▶ _REQUEST_: Only the lines from the line holding "Section B, Question 2: Mark the mist" to the last line should be output, each exactly as given.

-- START OF GIVEN DATA --

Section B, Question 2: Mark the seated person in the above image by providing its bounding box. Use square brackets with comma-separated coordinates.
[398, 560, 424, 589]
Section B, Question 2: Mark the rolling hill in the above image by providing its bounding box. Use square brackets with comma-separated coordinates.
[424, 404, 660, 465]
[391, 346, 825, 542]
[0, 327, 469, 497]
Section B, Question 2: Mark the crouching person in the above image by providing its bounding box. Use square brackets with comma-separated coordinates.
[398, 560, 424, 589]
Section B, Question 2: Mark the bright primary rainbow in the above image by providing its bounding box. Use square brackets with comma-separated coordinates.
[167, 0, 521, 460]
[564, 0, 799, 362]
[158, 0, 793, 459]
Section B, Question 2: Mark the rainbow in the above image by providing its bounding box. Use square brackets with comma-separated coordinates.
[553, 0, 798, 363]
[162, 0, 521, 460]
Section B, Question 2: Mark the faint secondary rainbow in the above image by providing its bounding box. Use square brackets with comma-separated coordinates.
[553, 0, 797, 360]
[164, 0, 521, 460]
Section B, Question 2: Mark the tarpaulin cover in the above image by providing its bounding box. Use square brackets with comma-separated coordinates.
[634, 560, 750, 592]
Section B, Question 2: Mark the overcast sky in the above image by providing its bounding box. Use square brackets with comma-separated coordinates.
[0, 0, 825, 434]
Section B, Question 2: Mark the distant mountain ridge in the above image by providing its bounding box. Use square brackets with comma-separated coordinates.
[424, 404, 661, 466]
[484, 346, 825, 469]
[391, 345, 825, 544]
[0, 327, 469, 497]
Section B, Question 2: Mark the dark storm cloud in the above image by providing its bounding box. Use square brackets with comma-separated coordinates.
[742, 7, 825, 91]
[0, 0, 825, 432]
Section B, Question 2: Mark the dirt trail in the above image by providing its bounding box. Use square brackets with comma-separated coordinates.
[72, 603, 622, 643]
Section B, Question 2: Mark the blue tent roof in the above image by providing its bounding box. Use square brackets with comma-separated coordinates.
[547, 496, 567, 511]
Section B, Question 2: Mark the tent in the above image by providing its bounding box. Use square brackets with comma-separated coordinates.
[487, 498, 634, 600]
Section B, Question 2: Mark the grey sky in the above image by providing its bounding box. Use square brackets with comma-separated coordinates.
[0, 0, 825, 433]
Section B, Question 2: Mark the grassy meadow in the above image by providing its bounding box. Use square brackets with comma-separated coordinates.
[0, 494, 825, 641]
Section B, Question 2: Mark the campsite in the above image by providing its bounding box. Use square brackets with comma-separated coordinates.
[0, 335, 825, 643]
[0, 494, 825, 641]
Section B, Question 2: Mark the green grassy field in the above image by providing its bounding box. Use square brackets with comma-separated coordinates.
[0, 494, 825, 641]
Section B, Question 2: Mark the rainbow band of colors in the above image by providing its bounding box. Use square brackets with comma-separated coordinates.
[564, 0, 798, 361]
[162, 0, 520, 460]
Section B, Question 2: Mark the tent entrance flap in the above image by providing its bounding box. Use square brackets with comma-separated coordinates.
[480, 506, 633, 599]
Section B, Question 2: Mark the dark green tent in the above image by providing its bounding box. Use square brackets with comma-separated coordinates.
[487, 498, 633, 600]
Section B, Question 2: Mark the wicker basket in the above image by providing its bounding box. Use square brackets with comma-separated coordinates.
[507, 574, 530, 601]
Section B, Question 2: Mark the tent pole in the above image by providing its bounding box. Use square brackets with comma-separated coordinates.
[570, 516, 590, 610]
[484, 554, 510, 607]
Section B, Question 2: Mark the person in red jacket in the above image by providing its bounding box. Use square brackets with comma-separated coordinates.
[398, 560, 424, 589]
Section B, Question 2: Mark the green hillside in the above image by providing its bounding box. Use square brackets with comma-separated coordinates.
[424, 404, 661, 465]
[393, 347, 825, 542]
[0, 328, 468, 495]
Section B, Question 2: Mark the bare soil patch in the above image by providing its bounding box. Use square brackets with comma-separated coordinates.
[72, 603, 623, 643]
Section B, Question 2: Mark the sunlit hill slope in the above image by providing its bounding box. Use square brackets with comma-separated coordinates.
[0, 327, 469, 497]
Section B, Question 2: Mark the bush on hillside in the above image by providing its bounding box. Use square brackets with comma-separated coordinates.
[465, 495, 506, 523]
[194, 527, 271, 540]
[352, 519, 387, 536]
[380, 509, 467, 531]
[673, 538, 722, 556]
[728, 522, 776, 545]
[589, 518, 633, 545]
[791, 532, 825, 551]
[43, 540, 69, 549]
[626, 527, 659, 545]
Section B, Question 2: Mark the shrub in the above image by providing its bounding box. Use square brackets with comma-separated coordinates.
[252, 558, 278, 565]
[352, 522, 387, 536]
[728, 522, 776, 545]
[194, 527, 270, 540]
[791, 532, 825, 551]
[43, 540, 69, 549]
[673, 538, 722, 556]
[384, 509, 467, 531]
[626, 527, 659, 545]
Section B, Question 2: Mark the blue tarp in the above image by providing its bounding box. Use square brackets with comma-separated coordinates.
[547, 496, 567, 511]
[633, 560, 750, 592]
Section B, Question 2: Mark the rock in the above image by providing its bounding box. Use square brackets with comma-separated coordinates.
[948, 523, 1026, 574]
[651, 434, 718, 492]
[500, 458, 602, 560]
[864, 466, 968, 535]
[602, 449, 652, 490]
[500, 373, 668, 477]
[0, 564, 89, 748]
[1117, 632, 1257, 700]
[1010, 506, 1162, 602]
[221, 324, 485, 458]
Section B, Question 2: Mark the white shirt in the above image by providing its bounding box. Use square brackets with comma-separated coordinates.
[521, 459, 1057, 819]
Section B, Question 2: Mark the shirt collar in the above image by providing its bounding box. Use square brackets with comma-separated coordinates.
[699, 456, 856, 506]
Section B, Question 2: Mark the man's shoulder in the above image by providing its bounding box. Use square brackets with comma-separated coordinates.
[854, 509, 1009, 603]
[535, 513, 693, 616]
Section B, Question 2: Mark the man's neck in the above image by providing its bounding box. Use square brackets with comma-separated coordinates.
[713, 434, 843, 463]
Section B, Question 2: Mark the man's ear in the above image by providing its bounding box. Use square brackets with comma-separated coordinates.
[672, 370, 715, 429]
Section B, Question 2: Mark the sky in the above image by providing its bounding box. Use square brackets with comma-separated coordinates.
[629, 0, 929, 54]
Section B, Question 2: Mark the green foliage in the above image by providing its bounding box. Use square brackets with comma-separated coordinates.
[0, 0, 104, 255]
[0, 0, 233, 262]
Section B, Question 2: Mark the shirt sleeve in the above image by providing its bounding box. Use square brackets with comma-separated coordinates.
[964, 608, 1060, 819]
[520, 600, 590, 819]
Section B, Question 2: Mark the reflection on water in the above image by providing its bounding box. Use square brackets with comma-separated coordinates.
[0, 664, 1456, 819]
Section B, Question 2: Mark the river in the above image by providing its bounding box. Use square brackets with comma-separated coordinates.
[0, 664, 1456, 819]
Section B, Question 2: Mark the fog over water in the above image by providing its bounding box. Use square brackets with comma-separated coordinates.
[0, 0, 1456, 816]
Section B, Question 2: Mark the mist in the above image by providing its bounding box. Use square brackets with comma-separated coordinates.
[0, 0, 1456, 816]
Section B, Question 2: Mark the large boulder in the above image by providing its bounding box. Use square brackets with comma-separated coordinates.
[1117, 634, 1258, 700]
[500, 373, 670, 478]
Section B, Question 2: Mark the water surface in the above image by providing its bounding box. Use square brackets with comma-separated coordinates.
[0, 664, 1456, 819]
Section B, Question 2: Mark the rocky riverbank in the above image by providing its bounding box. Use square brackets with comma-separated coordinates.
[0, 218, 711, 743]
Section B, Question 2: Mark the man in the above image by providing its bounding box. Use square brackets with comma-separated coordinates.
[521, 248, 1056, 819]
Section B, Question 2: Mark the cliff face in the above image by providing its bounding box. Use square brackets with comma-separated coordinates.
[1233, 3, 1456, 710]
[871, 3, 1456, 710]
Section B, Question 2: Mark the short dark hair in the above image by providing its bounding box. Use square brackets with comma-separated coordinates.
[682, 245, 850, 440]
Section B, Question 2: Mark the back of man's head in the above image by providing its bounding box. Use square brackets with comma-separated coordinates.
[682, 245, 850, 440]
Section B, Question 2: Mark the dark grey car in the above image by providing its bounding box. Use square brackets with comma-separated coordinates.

-- END OF GIVEN DATA --

▶ _ANSWER TO THIS PROBLEM_:
Section B, Question 2: Mark the mist in the above image by providing its bounding box. Use square brackets with comma-separated coordinates.
[0, 0, 1456, 816]
Section B, Question 2: Mark the large boulder in the above image by providing its bounding box. Use square brackets with comma-separated coordinates.
[1117, 634, 1258, 700]
[500, 373, 670, 478]
Section B, Question 2: Mark the water surface in the above image by providing its bounding box. Use square brackets with comma-separated coordinates.
[0, 664, 1456, 819]
Section B, Question 2: Mark the rocky riverbank in the above image by providing its bounding box. Use square brackets with comma-separated coordinates.
[0, 218, 711, 743]
Section B, Question 2: Mark the man in the above image by providing its bounding box. Use square brackets with comma-separated coordinates.
[521, 248, 1056, 819]
Section B, Question 2: Mark the cliff face in the above image by providing its bounding box. Use square brackets with comma-separated coordinates.
[1233, 3, 1456, 710]
[871, 3, 1456, 710]
Section B, Question 2: Mark the short dark hair in the above image by providing its bounding box. Use square brackets with comma-separated coordinates.
[682, 245, 850, 440]
Section B, Question 2: Mark the back of man's head in the above image by providing its bounding box. Use square brackets with comma-separated coordinates.
[682, 245, 850, 440]
Section B, Question 2: Mark the dark grey car in the above image by providing its bounding box. Use square brackets with comma-separated coordinates.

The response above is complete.